> **Data records**:
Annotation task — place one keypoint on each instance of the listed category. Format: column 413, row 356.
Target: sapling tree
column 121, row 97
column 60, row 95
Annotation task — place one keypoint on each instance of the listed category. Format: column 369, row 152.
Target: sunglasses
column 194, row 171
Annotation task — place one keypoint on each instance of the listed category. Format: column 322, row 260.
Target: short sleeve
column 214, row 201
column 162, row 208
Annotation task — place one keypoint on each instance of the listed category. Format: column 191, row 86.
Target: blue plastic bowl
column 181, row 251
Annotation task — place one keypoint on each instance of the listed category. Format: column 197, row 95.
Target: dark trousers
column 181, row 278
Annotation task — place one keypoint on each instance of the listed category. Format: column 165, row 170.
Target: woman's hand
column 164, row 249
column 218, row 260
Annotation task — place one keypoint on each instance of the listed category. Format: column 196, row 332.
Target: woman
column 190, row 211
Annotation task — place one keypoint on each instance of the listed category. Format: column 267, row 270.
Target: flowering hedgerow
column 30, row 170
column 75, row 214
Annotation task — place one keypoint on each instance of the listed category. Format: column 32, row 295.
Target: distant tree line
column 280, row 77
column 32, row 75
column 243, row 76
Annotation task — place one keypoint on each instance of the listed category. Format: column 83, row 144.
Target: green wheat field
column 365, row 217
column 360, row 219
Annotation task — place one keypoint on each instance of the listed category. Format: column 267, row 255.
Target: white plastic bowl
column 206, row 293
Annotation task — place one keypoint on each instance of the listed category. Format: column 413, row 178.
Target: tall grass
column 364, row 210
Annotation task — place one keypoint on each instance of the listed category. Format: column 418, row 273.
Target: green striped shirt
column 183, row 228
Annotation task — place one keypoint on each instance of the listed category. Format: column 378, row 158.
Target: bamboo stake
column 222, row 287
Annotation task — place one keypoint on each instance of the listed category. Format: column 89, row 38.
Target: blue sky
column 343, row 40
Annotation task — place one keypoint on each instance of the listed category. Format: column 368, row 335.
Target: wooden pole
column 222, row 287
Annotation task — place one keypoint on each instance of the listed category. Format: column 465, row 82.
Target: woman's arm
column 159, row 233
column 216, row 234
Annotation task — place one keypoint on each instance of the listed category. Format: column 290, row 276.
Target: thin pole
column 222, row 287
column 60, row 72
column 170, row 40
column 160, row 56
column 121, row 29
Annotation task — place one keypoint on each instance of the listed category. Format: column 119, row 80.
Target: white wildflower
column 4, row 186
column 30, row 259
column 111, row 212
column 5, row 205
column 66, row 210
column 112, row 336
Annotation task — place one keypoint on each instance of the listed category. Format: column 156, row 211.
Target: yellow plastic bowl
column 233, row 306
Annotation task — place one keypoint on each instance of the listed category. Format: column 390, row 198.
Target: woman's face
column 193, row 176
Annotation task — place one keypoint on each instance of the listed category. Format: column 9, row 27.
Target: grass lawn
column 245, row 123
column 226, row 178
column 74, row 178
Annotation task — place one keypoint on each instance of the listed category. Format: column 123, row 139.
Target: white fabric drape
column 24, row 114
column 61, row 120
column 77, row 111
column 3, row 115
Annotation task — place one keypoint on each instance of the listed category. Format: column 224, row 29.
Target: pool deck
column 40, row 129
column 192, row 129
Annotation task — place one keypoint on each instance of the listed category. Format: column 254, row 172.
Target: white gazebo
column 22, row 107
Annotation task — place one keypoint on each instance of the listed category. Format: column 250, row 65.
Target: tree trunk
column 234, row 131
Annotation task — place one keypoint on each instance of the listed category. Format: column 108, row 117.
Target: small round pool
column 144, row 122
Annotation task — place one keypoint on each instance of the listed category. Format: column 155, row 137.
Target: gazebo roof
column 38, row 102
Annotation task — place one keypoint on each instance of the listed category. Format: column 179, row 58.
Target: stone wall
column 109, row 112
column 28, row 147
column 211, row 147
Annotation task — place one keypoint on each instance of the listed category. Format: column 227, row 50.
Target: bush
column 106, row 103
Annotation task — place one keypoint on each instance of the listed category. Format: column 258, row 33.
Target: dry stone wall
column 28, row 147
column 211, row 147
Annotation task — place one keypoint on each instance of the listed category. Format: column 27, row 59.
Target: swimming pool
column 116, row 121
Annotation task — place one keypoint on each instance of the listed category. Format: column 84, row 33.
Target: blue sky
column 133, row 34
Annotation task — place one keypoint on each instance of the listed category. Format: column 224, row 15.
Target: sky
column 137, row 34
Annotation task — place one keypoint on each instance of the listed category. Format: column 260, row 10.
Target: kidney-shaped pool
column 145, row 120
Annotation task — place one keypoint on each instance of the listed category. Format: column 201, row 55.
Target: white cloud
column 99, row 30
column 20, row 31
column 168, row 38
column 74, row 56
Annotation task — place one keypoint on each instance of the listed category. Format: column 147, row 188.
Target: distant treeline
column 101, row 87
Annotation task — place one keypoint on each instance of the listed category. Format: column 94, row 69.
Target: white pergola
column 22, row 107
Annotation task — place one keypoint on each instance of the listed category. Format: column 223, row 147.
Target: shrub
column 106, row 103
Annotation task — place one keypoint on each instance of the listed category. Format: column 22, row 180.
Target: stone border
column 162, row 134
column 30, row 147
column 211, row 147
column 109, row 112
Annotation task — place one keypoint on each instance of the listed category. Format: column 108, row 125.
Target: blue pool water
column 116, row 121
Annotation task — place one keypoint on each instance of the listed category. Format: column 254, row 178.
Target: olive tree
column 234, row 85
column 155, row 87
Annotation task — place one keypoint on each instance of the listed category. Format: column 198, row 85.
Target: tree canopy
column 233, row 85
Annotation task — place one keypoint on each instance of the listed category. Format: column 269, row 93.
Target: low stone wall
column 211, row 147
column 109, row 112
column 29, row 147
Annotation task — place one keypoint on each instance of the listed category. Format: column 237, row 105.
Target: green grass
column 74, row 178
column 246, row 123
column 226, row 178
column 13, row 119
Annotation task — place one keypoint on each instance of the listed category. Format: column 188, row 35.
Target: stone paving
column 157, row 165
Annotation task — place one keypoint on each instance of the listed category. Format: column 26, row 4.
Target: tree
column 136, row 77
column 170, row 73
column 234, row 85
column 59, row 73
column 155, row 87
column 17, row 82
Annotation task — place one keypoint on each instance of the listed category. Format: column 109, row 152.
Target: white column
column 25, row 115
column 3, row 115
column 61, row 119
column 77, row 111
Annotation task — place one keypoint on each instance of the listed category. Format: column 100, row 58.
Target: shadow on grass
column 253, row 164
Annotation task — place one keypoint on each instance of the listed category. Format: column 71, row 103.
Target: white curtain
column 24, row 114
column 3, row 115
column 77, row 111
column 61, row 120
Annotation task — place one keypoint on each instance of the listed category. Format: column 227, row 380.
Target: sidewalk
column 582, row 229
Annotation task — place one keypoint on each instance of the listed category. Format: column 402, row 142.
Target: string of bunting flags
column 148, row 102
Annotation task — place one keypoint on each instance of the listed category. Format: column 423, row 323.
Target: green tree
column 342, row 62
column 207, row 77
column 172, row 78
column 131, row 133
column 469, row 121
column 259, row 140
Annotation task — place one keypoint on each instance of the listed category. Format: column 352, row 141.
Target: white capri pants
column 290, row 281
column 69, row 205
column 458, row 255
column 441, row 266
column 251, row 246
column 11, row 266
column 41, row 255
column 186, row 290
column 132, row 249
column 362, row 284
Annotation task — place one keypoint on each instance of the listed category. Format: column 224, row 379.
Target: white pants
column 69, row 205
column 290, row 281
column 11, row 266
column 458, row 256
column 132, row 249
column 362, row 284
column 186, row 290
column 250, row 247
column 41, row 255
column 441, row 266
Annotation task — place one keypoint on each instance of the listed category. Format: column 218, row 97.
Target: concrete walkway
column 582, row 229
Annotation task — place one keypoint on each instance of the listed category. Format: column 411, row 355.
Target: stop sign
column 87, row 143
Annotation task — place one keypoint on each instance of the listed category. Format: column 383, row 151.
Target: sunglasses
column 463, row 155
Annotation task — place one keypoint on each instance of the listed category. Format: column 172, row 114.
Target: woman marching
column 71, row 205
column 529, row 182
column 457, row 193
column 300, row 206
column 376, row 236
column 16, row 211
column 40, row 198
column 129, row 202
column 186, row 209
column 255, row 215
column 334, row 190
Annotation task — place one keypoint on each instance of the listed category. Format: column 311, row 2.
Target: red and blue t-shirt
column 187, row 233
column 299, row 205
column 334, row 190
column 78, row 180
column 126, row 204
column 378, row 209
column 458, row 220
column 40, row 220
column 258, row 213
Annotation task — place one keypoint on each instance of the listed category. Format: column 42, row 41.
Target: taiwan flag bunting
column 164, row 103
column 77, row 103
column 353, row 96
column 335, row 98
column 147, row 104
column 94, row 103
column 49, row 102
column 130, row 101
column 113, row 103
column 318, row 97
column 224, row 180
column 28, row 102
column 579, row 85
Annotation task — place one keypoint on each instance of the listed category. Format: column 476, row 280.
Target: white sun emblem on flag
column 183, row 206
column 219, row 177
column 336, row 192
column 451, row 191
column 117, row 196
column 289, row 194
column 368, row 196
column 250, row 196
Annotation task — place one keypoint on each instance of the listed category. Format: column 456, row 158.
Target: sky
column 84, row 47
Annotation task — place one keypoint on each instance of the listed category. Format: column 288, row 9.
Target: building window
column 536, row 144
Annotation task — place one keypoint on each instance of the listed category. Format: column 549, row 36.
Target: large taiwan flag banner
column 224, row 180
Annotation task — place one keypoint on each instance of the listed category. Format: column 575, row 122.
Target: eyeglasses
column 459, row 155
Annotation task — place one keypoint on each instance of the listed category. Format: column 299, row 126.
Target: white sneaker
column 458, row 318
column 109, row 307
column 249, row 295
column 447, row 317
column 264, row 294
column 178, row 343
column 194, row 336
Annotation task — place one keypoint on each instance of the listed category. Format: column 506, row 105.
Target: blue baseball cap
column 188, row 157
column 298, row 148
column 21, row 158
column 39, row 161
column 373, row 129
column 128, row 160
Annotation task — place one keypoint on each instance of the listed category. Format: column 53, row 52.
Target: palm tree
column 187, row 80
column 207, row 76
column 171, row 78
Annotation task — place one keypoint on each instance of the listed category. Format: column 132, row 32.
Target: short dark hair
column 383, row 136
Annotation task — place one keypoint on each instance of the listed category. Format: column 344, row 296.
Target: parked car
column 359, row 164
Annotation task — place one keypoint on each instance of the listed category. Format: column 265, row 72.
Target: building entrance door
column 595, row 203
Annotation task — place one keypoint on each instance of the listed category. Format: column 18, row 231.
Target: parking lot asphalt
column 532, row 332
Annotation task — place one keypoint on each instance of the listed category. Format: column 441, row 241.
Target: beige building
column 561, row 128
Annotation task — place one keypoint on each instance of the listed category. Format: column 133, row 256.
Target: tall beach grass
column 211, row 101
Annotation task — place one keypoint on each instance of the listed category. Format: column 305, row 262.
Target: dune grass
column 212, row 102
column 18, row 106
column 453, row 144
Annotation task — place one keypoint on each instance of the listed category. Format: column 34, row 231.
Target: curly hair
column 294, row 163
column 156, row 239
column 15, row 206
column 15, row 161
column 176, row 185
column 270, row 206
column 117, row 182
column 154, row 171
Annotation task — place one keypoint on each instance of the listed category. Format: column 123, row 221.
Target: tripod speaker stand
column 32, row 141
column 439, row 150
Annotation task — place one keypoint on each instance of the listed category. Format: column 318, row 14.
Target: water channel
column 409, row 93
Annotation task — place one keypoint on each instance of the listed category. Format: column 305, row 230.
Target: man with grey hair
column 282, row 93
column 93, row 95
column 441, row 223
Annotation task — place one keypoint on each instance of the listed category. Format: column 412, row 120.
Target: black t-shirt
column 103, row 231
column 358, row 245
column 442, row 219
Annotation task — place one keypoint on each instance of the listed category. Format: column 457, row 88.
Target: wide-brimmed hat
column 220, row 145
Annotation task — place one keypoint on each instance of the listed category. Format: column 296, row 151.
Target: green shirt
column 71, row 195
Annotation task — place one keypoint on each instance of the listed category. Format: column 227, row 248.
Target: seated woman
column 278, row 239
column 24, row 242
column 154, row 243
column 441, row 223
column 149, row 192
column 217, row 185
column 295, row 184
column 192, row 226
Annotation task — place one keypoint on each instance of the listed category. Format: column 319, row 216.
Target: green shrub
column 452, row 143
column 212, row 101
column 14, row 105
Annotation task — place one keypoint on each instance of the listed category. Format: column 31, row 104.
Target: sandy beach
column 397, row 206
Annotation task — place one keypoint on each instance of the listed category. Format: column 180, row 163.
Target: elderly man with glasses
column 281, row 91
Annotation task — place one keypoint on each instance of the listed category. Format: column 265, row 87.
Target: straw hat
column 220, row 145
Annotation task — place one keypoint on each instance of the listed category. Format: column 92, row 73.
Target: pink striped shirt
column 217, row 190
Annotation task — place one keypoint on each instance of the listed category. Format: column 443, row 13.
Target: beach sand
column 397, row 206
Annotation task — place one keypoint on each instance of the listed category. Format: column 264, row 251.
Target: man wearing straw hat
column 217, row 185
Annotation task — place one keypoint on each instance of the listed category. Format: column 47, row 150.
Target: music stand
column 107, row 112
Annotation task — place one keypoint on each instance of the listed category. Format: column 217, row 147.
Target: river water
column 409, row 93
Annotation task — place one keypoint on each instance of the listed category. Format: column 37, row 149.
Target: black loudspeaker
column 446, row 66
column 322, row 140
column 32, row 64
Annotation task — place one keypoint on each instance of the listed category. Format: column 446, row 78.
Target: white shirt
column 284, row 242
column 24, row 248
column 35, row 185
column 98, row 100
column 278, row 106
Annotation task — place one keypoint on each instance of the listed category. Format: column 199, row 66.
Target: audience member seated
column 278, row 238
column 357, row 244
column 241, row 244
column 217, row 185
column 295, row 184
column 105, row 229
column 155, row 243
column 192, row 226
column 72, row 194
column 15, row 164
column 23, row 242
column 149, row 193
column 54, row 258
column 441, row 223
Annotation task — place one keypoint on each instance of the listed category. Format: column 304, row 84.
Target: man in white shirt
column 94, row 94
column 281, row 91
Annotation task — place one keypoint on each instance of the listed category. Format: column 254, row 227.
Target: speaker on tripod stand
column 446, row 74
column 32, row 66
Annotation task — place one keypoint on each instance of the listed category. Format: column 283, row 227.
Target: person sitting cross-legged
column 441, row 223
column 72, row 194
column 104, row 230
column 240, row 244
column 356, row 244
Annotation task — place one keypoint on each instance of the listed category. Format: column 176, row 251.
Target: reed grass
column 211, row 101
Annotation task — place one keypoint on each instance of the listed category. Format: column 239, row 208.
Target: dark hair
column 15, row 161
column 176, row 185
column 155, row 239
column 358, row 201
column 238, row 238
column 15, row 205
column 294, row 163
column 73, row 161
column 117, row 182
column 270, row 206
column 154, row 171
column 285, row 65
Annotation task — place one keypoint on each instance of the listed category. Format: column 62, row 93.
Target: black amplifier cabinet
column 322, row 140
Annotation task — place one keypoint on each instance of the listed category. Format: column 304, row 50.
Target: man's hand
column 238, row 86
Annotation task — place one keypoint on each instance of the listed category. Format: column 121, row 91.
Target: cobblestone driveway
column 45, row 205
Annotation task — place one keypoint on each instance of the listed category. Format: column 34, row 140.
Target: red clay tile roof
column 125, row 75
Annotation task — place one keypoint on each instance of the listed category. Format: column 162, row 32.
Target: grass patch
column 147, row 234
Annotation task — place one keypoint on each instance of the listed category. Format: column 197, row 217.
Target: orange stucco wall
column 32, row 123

> **Written problem**: Copy out the data above word for word, starting with its first line and going on through the line with "column 194, row 171".

> **Response for this exercise**:
Annotation task — place one keypoint on each instance of the listed category. Format: column 413, row 356.
Target: sapling tree
column 121, row 97
column 60, row 95
Annotation task — place one keypoint on each instance of the listed category. Format: column 369, row 152.
Target: sunglasses
column 194, row 171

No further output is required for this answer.